(Task directions): The result should be the lines from the one holding "jacket in the photo above." to the final line of the records, retyped exactly.

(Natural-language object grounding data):
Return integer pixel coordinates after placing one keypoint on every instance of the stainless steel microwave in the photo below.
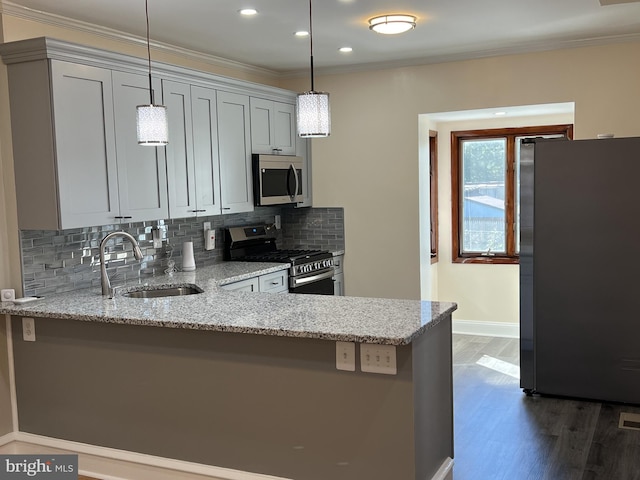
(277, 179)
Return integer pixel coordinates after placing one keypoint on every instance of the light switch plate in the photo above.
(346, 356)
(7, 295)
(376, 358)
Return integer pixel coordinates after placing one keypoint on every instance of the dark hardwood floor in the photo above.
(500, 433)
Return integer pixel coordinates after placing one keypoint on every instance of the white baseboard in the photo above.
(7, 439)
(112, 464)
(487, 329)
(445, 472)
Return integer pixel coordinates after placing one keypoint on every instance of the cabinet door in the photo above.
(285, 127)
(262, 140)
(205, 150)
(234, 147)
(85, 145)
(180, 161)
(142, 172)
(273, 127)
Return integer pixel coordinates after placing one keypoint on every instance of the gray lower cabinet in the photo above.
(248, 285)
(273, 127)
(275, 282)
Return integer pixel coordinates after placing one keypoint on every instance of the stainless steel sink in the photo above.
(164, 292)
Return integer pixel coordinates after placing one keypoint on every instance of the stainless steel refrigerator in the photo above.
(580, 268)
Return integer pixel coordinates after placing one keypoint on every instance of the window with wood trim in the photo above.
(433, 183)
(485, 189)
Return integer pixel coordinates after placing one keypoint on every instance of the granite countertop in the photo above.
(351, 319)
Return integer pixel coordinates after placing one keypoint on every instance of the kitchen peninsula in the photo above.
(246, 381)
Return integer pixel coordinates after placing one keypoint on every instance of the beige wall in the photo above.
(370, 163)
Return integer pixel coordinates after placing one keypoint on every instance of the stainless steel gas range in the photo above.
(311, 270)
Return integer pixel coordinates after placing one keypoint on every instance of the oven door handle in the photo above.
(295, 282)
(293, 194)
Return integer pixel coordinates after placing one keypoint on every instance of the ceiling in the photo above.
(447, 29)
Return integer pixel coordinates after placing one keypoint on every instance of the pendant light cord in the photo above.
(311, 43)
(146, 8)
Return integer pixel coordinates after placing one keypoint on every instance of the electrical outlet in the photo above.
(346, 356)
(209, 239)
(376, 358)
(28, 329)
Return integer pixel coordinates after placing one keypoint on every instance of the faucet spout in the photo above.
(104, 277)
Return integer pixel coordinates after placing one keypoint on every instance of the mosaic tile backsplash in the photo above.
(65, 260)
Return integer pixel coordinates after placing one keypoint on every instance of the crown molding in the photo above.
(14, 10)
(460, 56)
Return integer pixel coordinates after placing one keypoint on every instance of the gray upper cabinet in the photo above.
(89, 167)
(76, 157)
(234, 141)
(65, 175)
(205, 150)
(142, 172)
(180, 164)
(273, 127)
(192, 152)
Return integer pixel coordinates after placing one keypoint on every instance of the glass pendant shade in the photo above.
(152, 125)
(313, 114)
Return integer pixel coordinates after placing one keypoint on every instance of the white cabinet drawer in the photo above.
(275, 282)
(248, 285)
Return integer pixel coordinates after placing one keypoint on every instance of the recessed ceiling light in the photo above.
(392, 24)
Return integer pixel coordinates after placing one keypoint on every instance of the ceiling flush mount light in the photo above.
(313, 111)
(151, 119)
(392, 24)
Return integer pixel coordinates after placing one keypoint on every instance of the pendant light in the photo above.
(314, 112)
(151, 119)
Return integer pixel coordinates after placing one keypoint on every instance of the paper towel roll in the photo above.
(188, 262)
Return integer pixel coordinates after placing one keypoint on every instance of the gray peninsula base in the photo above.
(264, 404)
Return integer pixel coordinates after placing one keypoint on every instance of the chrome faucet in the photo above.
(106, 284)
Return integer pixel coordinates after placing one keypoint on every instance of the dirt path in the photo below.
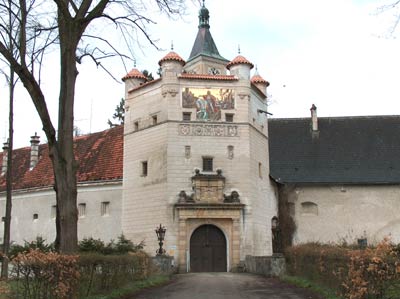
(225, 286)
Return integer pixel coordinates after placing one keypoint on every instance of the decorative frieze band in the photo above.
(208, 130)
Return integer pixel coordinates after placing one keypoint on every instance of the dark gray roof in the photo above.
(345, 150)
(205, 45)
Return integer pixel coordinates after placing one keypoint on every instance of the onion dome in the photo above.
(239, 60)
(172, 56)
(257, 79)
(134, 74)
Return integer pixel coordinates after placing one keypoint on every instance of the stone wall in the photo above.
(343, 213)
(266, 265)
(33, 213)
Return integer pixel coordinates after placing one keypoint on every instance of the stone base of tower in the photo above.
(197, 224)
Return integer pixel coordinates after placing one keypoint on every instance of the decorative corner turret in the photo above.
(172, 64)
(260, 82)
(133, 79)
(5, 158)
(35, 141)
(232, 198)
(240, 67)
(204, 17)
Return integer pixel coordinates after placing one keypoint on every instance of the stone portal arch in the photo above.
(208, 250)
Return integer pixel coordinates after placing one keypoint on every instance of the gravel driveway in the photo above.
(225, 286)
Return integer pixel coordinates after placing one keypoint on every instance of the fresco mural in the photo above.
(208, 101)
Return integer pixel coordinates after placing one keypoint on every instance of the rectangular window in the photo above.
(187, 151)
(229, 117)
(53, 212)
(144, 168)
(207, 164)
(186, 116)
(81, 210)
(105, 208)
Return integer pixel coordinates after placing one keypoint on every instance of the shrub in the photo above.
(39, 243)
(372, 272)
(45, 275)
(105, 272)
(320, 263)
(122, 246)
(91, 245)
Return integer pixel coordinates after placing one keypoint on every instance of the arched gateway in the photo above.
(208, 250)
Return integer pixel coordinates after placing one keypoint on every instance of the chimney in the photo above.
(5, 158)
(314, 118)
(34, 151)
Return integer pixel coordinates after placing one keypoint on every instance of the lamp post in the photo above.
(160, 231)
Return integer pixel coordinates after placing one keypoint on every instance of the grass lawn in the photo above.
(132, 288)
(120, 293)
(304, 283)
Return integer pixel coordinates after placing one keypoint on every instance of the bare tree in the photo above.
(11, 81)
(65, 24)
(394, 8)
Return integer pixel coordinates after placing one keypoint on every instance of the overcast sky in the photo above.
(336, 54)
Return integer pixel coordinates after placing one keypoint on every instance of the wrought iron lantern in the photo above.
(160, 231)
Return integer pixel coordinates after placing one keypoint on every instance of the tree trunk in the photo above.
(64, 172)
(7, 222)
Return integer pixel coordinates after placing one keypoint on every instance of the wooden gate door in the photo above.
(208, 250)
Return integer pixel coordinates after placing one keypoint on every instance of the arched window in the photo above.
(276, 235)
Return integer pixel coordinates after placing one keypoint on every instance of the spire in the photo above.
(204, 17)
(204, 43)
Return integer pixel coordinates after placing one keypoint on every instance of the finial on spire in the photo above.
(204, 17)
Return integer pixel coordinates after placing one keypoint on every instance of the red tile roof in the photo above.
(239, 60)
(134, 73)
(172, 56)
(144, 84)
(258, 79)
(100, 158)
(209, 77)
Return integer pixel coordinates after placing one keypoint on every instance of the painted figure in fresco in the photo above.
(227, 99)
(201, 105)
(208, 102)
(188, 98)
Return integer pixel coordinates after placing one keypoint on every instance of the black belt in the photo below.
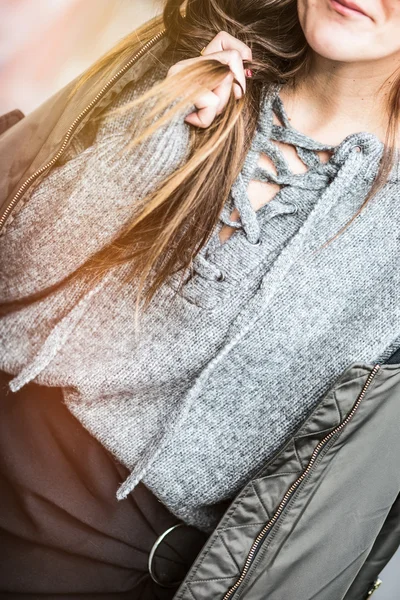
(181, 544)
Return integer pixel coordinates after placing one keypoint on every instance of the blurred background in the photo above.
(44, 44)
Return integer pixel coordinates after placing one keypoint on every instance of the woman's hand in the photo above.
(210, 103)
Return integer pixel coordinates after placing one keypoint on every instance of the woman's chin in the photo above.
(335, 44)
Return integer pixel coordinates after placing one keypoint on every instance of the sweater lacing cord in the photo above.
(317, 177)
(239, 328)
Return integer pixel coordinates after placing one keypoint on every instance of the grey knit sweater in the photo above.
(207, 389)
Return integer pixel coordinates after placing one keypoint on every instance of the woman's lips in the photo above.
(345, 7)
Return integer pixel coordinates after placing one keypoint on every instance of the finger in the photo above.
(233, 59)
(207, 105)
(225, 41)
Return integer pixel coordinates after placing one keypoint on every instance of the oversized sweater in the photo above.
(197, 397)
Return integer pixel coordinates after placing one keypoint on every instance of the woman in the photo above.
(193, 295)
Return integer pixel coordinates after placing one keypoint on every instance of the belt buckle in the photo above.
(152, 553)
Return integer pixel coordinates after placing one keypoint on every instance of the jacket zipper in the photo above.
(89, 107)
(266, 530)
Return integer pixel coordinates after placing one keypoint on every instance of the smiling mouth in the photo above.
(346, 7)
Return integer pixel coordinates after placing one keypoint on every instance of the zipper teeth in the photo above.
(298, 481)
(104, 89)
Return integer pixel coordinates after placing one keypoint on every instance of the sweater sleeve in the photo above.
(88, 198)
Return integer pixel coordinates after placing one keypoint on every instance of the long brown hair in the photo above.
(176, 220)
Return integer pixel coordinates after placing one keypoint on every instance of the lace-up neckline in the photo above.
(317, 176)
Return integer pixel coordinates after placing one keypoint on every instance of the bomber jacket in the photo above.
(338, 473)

(Written solution):
Return integer pixel coordinates after placing one keypoint on every instance of the bomber jacket in the photo above.
(338, 473)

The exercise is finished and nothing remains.